Referring expression pointing data
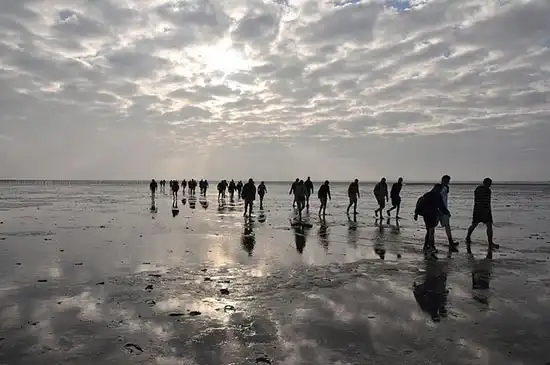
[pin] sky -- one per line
(274, 89)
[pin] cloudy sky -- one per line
(124, 89)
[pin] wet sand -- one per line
(91, 276)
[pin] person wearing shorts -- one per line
(482, 214)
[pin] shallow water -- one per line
(319, 296)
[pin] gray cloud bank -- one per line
(274, 89)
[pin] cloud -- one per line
(395, 87)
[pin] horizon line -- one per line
(519, 182)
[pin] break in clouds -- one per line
(113, 89)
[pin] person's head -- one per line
(437, 188)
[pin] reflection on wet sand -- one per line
(248, 239)
(431, 293)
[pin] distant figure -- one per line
(262, 190)
(395, 196)
(222, 186)
(309, 190)
(430, 206)
(381, 195)
(324, 194)
(153, 187)
(239, 188)
(444, 219)
(231, 188)
(300, 192)
(482, 214)
(249, 195)
(353, 194)
(293, 191)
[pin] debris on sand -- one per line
(263, 360)
(133, 348)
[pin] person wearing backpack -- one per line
(430, 206)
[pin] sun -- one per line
(222, 57)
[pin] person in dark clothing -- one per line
(395, 196)
(309, 190)
(429, 206)
(482, 214)
(381, 195)
(300, 197)
(324, 195)
(239, 188)
(353, 194)
(231, 188)
(249, 195)
(262, 190)
(153, 187)
(293, 191)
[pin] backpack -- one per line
(420, 205)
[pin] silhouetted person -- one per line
(300, 192)
(430, 206)
(381, 194)
(395, 196)
(153, 187)
(353, 195)
(262, 190)
(293, 191)
(482, 214)
(239, 188)
(249, 195)
(445, 219)
(231, 188)
(324, 195)
(431, 294)
(309, 190)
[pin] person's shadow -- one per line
(431, 294)
(248, 238)
(324, 233)
(481, 271)
(300, 237)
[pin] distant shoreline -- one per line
(139, 182)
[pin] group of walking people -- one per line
(432, 206)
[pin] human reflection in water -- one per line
(261, 216)
(248, 238)
(431, 294)
(192, 202)
(481, 278)
(379, 247)
(300, 237)
(323, 233)
(353, 233)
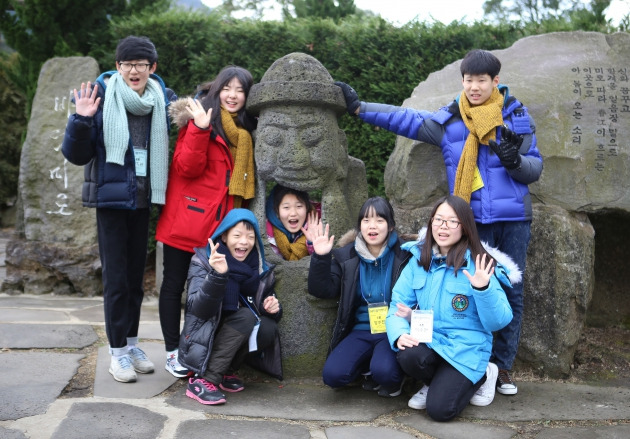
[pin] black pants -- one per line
(122, 245)
(230, 346)
(176, 263)
(449, 390)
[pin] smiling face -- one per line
(478, 88)
(135, 80)
(375, 231)
(292, 213)
(232, 96)
(444, 236)
(240, 240)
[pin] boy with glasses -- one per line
(488, 142)
(120, 133)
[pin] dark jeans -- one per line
(122, 245)
(176, 263)
(449, 390)
(512, 238)
(359, 352)
(230, 346)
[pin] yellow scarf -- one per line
(481, 121)
(242, 183)
(290, 251)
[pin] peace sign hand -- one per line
(217, 260)
(200, 116)
(483, 271)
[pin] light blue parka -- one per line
(463, 318)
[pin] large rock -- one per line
(56, 249)
(578, 92)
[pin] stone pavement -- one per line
(45, 339)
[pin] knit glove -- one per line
(508, 149)
(351, 96)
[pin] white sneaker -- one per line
(122, 369)
(140, 361)
(485, 394)
(173, 366)
(419, 400)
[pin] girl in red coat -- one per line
(211, 173)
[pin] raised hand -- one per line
(217, 260)
(200, 116)
(86, 102)
(322, 244)
(483, 271)
(312, 220)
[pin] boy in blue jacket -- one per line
(488, 142)
(120, 133)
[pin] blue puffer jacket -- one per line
(463, 318)
(106, 184)
(504, 196)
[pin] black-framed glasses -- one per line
(140, 67)
(451, 224)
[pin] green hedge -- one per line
(382, 62)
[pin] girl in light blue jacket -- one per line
(445, 306)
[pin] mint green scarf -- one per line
(120, 98)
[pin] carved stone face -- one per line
(300, 147)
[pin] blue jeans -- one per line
(359, 352)
(512, 238)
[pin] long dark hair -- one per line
(209, 94)
(469, 240)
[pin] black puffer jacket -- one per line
(206, 289)
(337, 275)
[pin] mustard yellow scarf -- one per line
(290, 251)
(481, 121)
(242, 183)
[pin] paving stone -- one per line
(255, 429)
(599, 432)
(28, 336)
(105, 420)
(362, 432)
(148, 384)
(455, 429)
(31, 381)
(299, 402)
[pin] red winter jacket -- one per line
(197, 193)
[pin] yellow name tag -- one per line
(477, 181)
(377, 313)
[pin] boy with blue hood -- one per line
(231, 311)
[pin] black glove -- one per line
(508, 149)
(351, 96)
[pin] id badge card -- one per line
(253, 346)
(377, 313)
(477, 181)
(422, 325)
(141, 156)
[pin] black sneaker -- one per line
(505, 385)
(231, 383)
(369, 383)
(204, 391)
(391, 392)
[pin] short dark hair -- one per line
(281, 191)
(381, 207)
(132, 47)
(480, 62)
(469, 240)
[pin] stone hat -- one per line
(296, 79)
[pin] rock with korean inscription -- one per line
(56, 249)
(577, 88)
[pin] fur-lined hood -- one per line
(512, 272)
(178, 112)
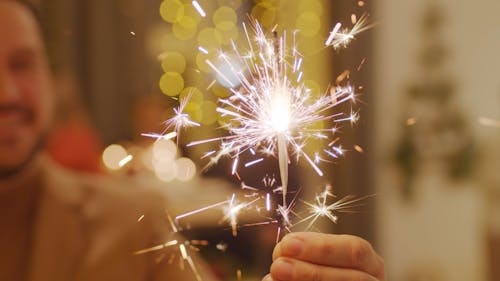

Work instructions
When copying the entries above, keep each word as it is and exclude any image.

Answer to this exercise
[pin] sky -- one per line
(274, 89)
[pin] cloudy sky -- one per line
(124, 89)
[pin] wet sand -- one per line
(91, 276)
[pin] person wearing shorts -- one per line
(482, 214)
[pin] shallow water -- one per line
(319, 296)
[pin] gray cloud bank -- one per line
(274, 89)
[pin] cloud -- one per line
(395, 87)
[pin] horizon line -- one per line
(519, 182)
[pin] break in clouds -- one per line
(113, 89)
[pin] person's head -- one per line
(437, 188)
[pin] reflection on wet sand -- one per line
(248, 239)
(431, 293)
[pin] distant figure -- one per line
(262, 190)
(395, 196)
(222, 186)
(309, 190)
(430, 206)
(381, 195)
(324, 194)
(153, 187)
(239, 188)
(444, 219)
(231, 188)
(300, 192)
(482, 214)
(249, 195)
(353, 194)
(293, 191)
[pin] debris on sand -- one per line
(263, 360)
(133, 348)
[pin] person wearing backpack -- one per line
(430, 206)
[pin] sun -- one per line
(222, 57)
[pin] person in dark clothing -- one per line
(395, 196)
(309, 190)
(429, 206)
(482, 214)
(381, 195)
(300, 197)
(324, 195)
(239, 188)
(353, 194)
(231, 188)
(249, 195)
(262, 190)
(153, 187)
(293, 191)
[pin] backpack -- one per line
(420, 205)
[pin] silhouetted person -- one per line
(300, 192)
(430, 206)
(381, 194)
(395, 196)
(153, 187)
(353, 195)
(262, 190)
(293, 191)
(482, 214)
(239, 188)
(249, 195)
(445, 219)
(231, 188)
(324, 195)
(431, 294)
(309, 190)
[pin] person's shadow -- one per line
(431, 294)
(248, 238)
(324, 233)
(481, 271)
(300, 237)
[pin] distant shoreline -- one per line
(139, 182)
[pin] group of walking people -- one per line
(432, 206)
[pin] human reflection in water -- one per line
(261, 216)
(248, 238)
(431, 294)
(192, 202)
(481, 278)
(379, 247)
(300, 237)
(323, 233)
(353, 233)
[pin] black pants -- one per line
(122, 245)
(230, 346)
(176, 263)
(449, 390)
[pin] smiling face -- one per line
(478, 88)
(135, 80)
(375, 231)
(292, 213)
(232, 96)
(444, 236)
(240, 240)
[pin] boy with glasses -- one per line
(488, 142)
(120, 133)
[pin] dark jeans -- one per line
(122, 245)
(176, 263)
(449, 390)
(512, 238)
(359, 352)
(230, 346)
[pin] yellow scarf -- one per line
(481, 121)
(242, 183)
(290, 251)
[pin] peace sign hand -- one per line
(217, 260)
(200, 116)
(483, 271)
[pin] light blue parka -- one per line
(463, 318)
[pin] large rock -- one per line
(56, 249)
(578, 92)
[pin] stone pavement -- one per line
(45, 339)
[pin] knit glove -- one per line
(508, 149)
(351, 96)
[pin] white sneaker -- one per line
(122, 369)
(140, 361)
(485, 394)
(173, 366)
(419, 400)
[pin] girl in red coat -- one per line
(211, 173)
[pin] raised hand -- one per line
(217, 260)
(200, 116)
(86, 102)
(322, 244)
(483, 271)
(312, 220)
[pin] boy in blue jacket -- one per line
(488, 142)
(120, 133)
[pin] blue puffer jacket -- one per line
(463, 318)
(106, 184)
(504, 196)
[pin] black-framed glasses -- one per line
(140, 67)
(451, 224)
[pin] green hedge -- one per line
(382, 62)
[pin] girl in light blue jacket -- one per line
(445, 306)
[pin] mint green scarf -- one per line
(120, 98)
[pin] carved stone face -- one per line
(300, 147)
[pin] blue jeans -- one per line
(359, 352)
(512, 238)
[pin] long dark hair -- one per line
(209, 94)
(469, 240)
[pin] black puffer jacket -- one per line
(206, 289)
(337, 275)
[pin] mustard yellow scarf -- one per line
(290, 251)
(481, 121)
(242, 183)
[pin] paving stone -- one per line
(255, 429)
(599, 432)
(28, 336)
(105, 420)
(362, 432)
(148, 384)
(455, 429)
(31, 381)
(299, 402)
[pin] red winter jacket -- one per line
(197, 193)
[pin] yellow name tag -- one per line
(477, 181)
(377, 313)
[pin] boy with blue hood -- one per line
(231, 311)
[pin] black glove -- one per line
(508, 149)
(351, 96)
[pin] id badge card -- one per line
(253, 346)
(377, 313)
(477, 181)
(422, 325)
(141, 156)
[pin] black sneaker -- one per line
(505, 385)
(231, 383)
(369, 383)
(204, 391)
(391, 392)
[pin] short dark hair -- one per line
(281, 191)
(381, 207)
(132, 47)
(480, 62)
(469, 240)
[pin] stone hat -- one per line
(296, 79)
[pin] rock with korean inscription -- one per line
(56, 249)
(577, 88)
[pin] fur-lined hood -- one per line
(512, 272)
(178, 112)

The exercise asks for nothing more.